__STATED TASK__. Copy the records from the start through the line containing "(1053, 850)", replacing "photograph" with "image" and keeping everything else unchanged.

__INFORMATION SUPPLIED__.
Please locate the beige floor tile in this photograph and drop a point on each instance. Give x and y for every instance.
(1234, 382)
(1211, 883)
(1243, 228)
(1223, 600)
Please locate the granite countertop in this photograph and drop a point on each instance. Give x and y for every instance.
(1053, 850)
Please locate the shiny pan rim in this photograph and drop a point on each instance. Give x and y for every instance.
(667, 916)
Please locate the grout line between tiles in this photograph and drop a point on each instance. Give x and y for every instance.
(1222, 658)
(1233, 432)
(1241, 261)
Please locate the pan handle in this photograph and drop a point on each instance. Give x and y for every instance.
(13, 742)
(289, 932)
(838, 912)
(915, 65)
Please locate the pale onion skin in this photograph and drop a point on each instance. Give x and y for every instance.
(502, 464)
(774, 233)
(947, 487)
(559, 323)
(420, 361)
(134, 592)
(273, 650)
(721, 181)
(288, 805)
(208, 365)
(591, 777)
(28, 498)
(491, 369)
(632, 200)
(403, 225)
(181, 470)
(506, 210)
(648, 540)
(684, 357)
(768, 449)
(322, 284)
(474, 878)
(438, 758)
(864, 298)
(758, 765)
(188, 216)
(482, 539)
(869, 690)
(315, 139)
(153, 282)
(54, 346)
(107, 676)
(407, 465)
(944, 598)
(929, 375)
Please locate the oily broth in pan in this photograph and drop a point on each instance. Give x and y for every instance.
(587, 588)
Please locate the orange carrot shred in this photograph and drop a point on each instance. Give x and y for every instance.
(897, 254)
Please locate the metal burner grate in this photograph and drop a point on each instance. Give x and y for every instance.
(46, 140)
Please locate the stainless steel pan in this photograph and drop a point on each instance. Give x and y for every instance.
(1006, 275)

__ANSWER TO THE PROBLEM__.
Please locate the beige floor tile in this image and drop a point on each instance. Give x and y for every instance.
(1234, 382)
(1211, 883)
(1243, 228)
(1223, 600)
Please locate the granite countertop in this image and drop a point on each instance. Give x and y for every instance.
(1053, 850)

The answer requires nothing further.